• [TEXT FOR ANALYSIS]:

*** Begin section ***

Games will go on as scheduled. Bring an umbrella and enough water. Towels on ice works great for kids when it gets hot, and stay in the shade between games. Good luck.


----------



## Sheriff Joe (Aug 25, 2017)

charlie murphy said:


> I was not sure how to ask the question without making it a thread. So I guess it's going to be a new thread. What are the regulations with regards to temperature. We are in Norco this weekend and it looks like 99 degree Saturday and 104 Sunday.  do games get cancelled with this type of heat. I know there are regs. for water breaks. I DO NOT want to drive to Norco to find out the games are called because of heat / health concerns!  You know what I mean. thanks in advance for the info.


I know what you mean, drove to Temecula in the pouring rain only to have it cancelled when we got there.
I believe it is the heat index, not the temperature. It is supposed to be low humidity so the games could still be played. Have not heard of any games cancelled yet.


----------



## sdb (Aug 25, 2017)

I contacted CalSouth about this last time we played in Temecula for the 1st weekend of CRL, and they replied that games would go on as planned despite the heat. With humidity also forecast between 40 and 50 percent and the temps, it's going to feel like 110-120 at the hottest part of the day in Norco. Reviewing vs. the heat index chart, it's doing to be dangerous, with likely sunstroke and heat exhaustion. I'm surprised that CalSouth doesn't have a policy about extreme heat. Someone always brings up how they play in Texas and other parts of the SouthEast in worse conditions than these, but I would prefer to error on the side of player safety. We can always reschedule games after leagues end in November and December.


----------



## ajaxahi (Aug 25, 2017)

sdb said:


> I contacted CalSouth about this last time we played in Temecula for the 1st weekend of CRL, and they replied that games would go on as planned despite the heat. With humidity also forecast between 40 and 50 percent and the temps, it's going to feel like 110-120 at the hottest part of the day in Norco. Reviewing vs. the heat index chart, it's doing to be dangerous, with likely sunstroke and heat exhaustion. I'm surprised that CalSouth doesn't have a policy about extreme heat. Someone always brings up how they play in Texas and other parts of the SouthEast in worse conditions than these, but I would prefer to error on the side of player safety. We can always reschedule games after leagues end in November and December.


What exactly are you disagreeing about Eagle33?  That the heat is going to be dangerous this weekend?  That we should err on the side of player safety?  My guess is you are not a player Eagle33 and will be just watching from the shade with a cool drink.

*** End section ***

• [EXERCISE INSTRUCTIONS]:
a - Retype the stretch of the forum thread on playing games in the heat from "I believe it" through "games cancelled yet.".
b - In the forum thread on playing games in the heat, what did CalSouth reply when sdb contacted them about the heat during the first weekend of CRL in Temecula?
c - Proceed with the forum thread on playing games in the heat, picking up after its final post.

• [DATASET RECORDS]:
*** Begin section ***

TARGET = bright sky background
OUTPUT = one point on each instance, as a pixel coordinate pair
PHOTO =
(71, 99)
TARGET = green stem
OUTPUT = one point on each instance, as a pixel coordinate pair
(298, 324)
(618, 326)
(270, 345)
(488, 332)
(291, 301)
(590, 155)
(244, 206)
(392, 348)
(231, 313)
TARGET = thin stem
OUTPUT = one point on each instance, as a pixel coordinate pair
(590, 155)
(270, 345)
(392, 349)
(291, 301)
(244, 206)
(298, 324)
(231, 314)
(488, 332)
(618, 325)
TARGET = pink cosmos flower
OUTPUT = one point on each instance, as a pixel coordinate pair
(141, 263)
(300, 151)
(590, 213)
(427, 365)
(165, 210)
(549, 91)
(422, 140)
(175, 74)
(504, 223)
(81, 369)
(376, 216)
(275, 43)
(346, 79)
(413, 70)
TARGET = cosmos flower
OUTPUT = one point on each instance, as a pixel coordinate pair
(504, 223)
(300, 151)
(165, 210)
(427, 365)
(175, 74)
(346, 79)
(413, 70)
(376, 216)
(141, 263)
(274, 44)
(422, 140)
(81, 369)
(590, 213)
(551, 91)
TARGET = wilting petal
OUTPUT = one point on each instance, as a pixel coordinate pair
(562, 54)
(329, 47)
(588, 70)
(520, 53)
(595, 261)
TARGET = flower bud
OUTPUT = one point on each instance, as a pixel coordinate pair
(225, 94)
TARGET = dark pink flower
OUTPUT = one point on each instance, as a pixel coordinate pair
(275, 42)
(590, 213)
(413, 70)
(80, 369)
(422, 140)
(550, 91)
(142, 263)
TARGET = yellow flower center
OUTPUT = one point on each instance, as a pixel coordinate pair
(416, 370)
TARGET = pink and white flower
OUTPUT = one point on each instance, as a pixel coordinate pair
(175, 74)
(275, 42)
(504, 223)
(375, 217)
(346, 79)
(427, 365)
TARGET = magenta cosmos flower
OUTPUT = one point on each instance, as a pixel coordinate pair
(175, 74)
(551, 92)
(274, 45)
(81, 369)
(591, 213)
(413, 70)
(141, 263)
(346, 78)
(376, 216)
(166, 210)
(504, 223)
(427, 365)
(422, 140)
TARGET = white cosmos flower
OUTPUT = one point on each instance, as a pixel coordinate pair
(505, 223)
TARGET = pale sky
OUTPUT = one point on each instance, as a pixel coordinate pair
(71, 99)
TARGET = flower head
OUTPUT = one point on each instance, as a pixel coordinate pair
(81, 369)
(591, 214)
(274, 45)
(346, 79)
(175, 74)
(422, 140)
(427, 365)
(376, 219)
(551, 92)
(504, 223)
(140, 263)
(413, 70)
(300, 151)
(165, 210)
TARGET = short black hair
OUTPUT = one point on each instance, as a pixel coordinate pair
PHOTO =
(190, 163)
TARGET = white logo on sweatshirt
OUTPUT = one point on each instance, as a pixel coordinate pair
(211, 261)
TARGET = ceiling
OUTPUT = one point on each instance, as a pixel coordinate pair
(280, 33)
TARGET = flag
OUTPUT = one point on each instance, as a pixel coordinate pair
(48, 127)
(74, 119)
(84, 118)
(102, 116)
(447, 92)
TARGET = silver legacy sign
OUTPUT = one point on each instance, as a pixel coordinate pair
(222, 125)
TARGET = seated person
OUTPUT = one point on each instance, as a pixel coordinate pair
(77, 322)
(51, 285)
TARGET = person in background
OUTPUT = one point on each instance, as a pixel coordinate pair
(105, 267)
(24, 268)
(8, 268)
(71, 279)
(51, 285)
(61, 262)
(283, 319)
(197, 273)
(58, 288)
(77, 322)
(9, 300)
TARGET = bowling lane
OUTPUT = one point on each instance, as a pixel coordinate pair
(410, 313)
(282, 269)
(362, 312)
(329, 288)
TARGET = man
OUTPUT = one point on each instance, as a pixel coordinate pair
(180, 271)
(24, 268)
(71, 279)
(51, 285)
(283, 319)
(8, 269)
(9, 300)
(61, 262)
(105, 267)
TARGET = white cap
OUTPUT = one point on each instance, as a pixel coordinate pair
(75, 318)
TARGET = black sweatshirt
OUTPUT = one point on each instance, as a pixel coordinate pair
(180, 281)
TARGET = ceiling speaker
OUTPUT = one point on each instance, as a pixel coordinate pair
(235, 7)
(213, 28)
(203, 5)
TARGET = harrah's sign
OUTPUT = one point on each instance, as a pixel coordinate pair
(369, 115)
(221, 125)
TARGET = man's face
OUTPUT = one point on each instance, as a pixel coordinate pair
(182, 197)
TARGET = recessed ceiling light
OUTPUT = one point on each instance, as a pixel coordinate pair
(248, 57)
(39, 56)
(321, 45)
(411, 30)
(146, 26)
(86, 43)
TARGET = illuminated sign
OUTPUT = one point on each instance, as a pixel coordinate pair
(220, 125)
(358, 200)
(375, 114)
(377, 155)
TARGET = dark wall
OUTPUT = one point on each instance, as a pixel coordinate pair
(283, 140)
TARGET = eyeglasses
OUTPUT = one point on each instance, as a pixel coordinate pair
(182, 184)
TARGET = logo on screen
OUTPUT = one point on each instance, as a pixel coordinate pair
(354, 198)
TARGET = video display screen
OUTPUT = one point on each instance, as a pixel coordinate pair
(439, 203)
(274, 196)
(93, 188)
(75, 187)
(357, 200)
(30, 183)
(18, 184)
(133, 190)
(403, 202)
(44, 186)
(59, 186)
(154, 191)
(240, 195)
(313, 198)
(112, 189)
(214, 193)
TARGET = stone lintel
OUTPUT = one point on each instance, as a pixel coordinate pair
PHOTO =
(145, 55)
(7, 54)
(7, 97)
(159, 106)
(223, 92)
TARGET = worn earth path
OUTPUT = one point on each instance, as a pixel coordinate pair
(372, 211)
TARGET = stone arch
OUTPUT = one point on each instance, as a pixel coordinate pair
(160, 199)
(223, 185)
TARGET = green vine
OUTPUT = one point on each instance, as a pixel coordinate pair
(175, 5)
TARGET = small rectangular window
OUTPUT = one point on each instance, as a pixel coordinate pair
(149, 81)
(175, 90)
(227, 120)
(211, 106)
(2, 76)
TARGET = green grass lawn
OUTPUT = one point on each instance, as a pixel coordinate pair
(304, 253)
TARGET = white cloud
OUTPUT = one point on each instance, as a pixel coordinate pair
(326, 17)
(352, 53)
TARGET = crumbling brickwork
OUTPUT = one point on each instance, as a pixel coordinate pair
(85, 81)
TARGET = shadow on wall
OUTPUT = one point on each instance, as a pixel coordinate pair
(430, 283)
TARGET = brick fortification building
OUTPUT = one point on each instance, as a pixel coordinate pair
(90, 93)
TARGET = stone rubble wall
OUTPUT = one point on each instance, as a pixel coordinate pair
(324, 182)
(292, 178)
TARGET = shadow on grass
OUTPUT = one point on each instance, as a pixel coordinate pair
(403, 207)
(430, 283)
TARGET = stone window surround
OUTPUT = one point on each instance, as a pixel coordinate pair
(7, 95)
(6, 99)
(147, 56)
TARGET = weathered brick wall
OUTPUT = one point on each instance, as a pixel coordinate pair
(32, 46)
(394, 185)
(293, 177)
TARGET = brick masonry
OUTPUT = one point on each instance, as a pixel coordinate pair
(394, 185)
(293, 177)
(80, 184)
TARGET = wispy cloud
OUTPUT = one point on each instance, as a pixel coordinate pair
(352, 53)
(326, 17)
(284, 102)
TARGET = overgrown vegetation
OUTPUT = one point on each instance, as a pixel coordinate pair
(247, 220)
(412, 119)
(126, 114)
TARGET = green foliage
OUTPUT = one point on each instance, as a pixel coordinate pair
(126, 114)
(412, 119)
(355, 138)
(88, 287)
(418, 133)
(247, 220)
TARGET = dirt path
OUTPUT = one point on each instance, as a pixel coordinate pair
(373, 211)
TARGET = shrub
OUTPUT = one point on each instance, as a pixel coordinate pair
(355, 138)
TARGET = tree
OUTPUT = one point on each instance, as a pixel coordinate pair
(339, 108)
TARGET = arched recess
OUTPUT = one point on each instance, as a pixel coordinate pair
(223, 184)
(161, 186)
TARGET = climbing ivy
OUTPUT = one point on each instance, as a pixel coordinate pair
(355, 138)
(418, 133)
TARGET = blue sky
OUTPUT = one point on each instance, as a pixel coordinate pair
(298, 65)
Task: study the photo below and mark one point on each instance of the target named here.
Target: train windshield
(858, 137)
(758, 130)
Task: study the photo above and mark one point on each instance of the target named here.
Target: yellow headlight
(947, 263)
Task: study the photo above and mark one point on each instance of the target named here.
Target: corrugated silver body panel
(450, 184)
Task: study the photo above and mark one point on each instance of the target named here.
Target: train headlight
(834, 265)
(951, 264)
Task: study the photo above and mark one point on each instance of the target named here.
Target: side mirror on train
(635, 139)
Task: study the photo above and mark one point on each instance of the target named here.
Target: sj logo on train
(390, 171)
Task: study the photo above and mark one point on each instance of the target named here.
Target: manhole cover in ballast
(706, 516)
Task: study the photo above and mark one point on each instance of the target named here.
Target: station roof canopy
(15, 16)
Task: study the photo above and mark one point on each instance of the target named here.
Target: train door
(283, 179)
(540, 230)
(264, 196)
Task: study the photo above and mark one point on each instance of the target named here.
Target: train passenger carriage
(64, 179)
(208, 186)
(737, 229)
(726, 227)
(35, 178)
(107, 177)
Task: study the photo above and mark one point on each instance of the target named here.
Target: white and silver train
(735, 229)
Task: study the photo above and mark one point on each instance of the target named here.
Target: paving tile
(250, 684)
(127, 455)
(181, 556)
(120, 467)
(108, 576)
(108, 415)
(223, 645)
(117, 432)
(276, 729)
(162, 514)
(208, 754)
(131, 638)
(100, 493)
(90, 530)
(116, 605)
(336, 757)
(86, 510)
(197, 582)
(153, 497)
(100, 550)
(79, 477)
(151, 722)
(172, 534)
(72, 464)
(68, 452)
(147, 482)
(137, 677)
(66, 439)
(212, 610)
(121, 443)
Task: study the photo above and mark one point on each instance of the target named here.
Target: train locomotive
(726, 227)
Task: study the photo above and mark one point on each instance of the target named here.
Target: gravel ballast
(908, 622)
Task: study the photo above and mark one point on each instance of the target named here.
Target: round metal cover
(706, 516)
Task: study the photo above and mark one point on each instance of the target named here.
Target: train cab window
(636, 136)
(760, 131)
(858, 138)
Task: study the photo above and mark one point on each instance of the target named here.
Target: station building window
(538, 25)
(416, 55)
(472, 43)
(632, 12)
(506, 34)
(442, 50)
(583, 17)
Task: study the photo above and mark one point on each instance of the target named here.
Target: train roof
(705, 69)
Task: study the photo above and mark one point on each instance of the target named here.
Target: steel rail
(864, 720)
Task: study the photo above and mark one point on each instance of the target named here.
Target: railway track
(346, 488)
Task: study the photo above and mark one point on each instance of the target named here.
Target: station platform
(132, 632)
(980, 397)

*** End section ***

• [ANSWERS FOR THIS EXERCISE]:
a -
I believe it is the heat index, not the temperature. It is supposed to be low humidity so the games could still be played. Have not heard of any games cancelled yet.

b - They replied that games would go on as planned despite the heat.

c -
----------



## Surfref (Aug 25, 2017)

sdb said:


> I contacted CalSouth about this last time we played in Temecula for the 1st weekend of CRL, and they replied that games would go on as planned despite the heat. With humidity also forecast between 40 and 50 percent and the temps, it's going to feel like 110-120 at the hottest part of the day in Norco. Reviewing vs. the heat index chart, it's doing to be dangerous, with likely sunstroke and heat exhaustion. I'm surprised that CalSouth doesn't have a policy about extreme heat. Someone always brings up how they play in Texas and other parts of the SouthEast in worse conditions than these, but I would prefer to error on the side of player safety. We can always reschedule games after leagues end in November and December.


Crazy that it is so hot in Norco and just a 90 minutes away it is chilly and overcast in San Diego. My games last night (5-9pm) were a comfortable 60-65 degrees. Personally I think kids playing in those high temperatures is just stupid and should not happen. My weather app says it is supposed to be 104 degrees (in the shade) on Sunday, which IMO is too hot for kids to play.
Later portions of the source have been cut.